_JOB A_
Copy word for word the part of the forum thread below that starts at "It's just that" and runs up to and including "and all of us.".
_JOB B_
From the entries below, pull out every line that contains the string "cloud". Case counts.

# catharsis



## wokofshame (Dec 9, 2008)

yeah damn just needed to vent.
I've living up here in NH for a couple months working here and Boston and living out in the woods in a log cabin, been trying to hold out until new year's so i can shoot fireworks with the dozens of old friends i know will show up. anyway, things are just going wrong by the dozen, my friend's truck that's our transportation to work had broken down, i lost a knife and a wallet with 400 bucks, ID and a foodstamp card i need to go to portland to replace, the same friend's alcoholism has gotten worse and we drive home every morning with him seriously drunk (drink and smoke at work all nite) and getting abusive, other places to stay have dried up, subzero whether has set in, etc
I'm almost about to drop it all and get on a train again. Off a train for a few months it starts to seriously bother me and i have intense yearning, both awake and asleep, to be back in the throat of the yard hearing that diesel chug and watching the headlight gleam spread it's illumination on the rails, running, watching cars, catching on and hiding and rolling, rolling into a tow.n the next day and saying "Fuck You, I made it" to those demons that haunt you.
It's just that i know both impulses are right and that terrible hunger just consumes you until you give in and any amount of time is too much.


----------



## dirtyfacedan (Dec 9, 2008)

Hang tough MURT. I know your tough as nails, and it takes a lot to get you down, so it must be some kinda shit your in. Being holed up for the winter is tough on any and all of us.


----------

_AVAILABLE RECORDS_
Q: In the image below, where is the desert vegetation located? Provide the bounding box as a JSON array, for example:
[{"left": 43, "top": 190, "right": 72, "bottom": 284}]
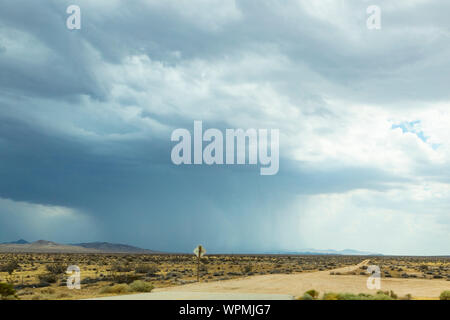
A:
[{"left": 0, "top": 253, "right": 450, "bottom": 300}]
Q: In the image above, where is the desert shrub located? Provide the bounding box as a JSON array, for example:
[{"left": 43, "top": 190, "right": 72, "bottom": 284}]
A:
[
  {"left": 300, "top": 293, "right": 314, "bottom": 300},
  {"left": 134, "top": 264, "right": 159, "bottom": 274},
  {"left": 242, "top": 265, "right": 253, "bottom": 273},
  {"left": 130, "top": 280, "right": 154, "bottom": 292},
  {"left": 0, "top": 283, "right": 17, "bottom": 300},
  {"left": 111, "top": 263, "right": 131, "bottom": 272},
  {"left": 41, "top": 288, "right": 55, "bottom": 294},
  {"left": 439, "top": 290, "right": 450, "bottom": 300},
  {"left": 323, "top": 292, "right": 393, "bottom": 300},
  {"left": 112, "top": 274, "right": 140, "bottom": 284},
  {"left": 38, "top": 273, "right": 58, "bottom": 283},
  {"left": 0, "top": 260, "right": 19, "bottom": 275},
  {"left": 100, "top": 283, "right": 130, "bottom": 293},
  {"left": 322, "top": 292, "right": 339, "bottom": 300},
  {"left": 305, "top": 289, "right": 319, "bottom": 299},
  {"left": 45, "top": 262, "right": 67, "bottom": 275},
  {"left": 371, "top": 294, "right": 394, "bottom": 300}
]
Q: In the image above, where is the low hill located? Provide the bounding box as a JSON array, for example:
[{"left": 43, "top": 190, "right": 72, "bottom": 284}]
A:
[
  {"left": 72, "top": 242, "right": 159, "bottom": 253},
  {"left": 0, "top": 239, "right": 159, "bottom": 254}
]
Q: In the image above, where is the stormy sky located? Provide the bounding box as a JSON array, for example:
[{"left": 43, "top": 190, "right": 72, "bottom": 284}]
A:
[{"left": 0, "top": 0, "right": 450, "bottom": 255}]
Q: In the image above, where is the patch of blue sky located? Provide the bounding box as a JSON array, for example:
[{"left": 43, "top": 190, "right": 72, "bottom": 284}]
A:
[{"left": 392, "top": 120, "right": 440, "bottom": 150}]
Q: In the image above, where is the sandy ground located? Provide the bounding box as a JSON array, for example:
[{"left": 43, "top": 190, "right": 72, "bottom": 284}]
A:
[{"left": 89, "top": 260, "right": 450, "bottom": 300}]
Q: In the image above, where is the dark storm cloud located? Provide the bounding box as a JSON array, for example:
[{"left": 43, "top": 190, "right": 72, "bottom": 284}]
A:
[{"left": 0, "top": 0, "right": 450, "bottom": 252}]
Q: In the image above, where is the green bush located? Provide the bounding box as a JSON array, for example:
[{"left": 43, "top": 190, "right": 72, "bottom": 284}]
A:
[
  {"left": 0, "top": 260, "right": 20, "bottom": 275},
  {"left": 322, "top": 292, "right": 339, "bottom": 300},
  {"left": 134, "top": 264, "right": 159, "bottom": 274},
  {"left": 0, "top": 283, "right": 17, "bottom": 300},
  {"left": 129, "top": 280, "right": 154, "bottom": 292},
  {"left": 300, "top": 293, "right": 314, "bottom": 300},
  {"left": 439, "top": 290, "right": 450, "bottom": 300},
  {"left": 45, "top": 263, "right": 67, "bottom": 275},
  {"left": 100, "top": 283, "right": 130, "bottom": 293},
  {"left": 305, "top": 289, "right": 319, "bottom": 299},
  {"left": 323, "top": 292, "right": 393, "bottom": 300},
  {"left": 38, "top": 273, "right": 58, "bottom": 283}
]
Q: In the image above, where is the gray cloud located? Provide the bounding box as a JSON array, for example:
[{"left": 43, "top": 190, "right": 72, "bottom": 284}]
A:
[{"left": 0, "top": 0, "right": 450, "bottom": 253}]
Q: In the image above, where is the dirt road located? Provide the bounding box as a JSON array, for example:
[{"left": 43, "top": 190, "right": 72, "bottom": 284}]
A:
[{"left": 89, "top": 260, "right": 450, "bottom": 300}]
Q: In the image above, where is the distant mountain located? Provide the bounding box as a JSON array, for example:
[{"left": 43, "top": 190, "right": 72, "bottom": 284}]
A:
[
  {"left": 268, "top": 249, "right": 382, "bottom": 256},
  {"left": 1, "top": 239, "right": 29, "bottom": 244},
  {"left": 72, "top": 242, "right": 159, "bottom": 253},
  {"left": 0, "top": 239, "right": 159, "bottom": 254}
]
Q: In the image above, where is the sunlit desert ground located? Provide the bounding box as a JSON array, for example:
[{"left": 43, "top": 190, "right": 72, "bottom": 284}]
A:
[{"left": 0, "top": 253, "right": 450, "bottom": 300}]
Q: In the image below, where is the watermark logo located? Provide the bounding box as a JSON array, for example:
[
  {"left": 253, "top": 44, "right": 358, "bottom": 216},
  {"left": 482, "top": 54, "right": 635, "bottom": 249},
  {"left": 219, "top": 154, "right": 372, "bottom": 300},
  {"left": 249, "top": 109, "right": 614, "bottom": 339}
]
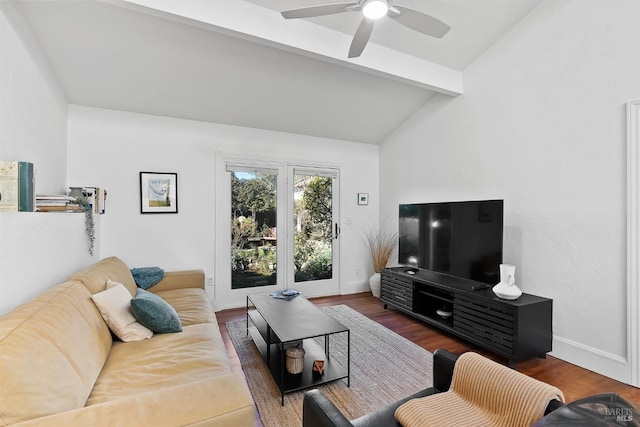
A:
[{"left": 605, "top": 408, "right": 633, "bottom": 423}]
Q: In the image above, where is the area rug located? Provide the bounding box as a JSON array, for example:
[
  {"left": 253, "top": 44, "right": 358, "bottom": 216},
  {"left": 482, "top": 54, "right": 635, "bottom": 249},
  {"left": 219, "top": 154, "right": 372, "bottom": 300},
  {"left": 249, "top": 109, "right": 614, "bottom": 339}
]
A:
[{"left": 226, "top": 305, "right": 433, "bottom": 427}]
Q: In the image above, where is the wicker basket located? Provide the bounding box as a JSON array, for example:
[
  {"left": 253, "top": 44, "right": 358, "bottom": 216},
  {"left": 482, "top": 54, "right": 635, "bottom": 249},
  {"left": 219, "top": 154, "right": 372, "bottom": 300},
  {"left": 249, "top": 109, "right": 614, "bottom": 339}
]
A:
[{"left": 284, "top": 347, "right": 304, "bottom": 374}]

...

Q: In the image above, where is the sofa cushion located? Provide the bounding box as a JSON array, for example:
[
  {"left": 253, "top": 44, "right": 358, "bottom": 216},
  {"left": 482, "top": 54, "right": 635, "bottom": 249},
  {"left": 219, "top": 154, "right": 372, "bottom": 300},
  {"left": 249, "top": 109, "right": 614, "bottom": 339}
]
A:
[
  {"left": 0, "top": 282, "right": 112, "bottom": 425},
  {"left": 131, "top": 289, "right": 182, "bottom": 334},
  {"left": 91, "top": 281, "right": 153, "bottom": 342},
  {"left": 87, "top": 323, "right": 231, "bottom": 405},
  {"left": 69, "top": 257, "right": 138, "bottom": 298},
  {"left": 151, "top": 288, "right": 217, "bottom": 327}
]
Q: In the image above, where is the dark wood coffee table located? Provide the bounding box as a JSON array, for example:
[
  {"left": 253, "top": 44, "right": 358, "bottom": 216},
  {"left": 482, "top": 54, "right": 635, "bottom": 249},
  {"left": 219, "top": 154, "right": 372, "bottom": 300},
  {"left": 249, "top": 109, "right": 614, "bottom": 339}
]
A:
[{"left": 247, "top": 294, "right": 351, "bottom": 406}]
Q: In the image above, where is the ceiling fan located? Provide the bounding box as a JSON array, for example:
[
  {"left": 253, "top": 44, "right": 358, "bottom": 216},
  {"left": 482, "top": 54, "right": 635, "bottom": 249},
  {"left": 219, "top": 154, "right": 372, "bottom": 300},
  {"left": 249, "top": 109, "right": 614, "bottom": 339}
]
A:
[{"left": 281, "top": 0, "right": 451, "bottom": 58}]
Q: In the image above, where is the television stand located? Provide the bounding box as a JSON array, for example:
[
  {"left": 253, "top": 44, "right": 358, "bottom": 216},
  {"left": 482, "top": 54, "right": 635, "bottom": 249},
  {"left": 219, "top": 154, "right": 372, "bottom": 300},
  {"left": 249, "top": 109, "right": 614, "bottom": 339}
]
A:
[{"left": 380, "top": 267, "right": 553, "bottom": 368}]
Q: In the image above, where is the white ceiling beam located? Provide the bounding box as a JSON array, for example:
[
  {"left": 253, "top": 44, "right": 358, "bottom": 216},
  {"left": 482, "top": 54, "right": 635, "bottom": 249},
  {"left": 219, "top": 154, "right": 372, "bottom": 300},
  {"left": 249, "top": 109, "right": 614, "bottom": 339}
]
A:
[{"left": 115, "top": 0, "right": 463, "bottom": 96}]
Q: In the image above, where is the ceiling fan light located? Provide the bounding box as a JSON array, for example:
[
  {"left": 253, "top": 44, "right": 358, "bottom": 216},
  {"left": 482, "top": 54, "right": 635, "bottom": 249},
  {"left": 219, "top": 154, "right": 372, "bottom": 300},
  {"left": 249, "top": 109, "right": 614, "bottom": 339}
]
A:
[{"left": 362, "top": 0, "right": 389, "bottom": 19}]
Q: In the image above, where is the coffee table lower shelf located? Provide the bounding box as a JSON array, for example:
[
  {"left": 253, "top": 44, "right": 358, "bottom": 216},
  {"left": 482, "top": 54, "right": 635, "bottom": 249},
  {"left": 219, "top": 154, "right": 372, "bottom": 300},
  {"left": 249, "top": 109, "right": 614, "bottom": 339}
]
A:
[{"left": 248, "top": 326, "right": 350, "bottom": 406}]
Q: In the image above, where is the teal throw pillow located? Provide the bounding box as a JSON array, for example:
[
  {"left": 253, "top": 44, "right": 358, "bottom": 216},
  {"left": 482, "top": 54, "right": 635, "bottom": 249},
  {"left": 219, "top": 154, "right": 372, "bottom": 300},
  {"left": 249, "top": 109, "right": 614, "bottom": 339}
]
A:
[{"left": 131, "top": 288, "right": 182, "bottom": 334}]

* * *

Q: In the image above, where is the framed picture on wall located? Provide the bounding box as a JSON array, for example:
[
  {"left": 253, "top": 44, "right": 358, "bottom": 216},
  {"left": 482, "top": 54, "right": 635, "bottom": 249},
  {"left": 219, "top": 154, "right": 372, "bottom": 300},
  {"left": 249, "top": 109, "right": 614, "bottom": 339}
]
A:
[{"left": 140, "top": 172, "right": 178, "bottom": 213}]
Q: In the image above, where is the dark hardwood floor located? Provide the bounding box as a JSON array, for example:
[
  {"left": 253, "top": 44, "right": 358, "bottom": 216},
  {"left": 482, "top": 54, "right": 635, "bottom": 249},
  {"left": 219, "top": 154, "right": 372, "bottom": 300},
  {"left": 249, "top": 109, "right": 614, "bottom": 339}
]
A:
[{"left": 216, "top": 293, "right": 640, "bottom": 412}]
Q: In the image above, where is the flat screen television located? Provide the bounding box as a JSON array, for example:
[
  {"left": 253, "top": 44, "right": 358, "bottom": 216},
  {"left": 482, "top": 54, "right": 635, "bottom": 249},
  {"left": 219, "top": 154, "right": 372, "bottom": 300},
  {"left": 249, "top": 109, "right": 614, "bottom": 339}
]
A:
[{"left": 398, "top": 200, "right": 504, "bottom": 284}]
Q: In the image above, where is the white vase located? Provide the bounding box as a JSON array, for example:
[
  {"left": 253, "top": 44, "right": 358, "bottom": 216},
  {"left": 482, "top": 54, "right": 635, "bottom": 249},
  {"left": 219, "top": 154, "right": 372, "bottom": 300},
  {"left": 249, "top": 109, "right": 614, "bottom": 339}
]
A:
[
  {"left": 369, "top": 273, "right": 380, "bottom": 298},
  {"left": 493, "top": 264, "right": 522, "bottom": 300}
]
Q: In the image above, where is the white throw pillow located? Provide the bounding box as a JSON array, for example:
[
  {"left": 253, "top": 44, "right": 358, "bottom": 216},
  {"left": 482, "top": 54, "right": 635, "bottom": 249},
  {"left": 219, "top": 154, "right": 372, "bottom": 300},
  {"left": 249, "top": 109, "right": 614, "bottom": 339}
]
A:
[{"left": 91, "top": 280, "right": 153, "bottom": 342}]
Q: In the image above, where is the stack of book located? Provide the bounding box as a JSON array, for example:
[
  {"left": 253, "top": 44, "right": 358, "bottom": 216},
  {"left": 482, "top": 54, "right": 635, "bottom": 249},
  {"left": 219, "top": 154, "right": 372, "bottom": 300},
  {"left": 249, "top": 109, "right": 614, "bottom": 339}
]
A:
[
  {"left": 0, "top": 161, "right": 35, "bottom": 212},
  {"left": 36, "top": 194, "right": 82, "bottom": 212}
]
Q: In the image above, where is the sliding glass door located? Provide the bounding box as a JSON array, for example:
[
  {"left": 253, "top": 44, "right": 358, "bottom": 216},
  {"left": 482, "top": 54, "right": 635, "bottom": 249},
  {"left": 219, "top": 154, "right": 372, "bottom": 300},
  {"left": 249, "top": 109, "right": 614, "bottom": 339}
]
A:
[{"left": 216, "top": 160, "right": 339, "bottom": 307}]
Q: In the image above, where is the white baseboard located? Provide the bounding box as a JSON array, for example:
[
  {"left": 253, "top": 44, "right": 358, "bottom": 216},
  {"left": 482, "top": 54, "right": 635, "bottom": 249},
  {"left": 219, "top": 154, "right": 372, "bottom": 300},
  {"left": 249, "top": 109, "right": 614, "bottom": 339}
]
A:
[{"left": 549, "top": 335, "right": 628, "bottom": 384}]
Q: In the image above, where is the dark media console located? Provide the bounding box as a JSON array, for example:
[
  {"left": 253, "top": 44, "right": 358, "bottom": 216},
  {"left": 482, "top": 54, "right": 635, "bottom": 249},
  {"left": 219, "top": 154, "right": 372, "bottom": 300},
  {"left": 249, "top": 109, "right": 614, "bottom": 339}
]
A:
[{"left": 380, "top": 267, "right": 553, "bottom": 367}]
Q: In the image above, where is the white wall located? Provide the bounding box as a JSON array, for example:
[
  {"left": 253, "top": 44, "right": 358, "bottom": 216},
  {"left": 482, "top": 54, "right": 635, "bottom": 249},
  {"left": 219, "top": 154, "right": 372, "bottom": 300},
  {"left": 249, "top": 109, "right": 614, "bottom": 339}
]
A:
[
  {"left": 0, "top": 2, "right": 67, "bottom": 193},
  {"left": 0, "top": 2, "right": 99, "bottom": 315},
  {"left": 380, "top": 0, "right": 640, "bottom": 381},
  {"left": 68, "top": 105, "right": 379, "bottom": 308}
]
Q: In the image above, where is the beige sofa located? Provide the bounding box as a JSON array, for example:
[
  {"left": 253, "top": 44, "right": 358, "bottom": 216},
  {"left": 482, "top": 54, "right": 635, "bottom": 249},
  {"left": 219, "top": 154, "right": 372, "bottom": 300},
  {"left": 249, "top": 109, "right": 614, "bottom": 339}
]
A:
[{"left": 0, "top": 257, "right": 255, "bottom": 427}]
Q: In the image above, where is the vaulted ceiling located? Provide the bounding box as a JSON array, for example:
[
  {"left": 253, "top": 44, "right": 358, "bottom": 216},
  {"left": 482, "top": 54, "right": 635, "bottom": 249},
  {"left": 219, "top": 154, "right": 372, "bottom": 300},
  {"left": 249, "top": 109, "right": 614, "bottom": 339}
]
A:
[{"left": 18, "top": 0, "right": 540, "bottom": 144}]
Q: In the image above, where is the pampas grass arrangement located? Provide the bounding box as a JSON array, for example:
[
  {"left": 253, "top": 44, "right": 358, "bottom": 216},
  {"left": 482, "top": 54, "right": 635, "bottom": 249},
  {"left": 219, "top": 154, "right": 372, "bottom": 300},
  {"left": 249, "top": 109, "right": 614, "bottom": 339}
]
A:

_SOLUTION A_
It's just that i know both impulses are right and that terrible hunger just consumes you until you give in and any amount of time is too much.


----------



## dirtyfacedan (Dec 9, 2008)

Hang tough MURT. I know your tough as nails, and it takes a lot to get you down, so it must be some kinda shit your in. Being holed up for the winter is tough on any and all of us.

_SOLUTION B_
Q: In the image above, where is the dark storm cloud located? Provide the bounding box as a JSON array, for example:
Q: In the image above, where is the gray cloud located? Provide the bounding box as a JSON array, for example:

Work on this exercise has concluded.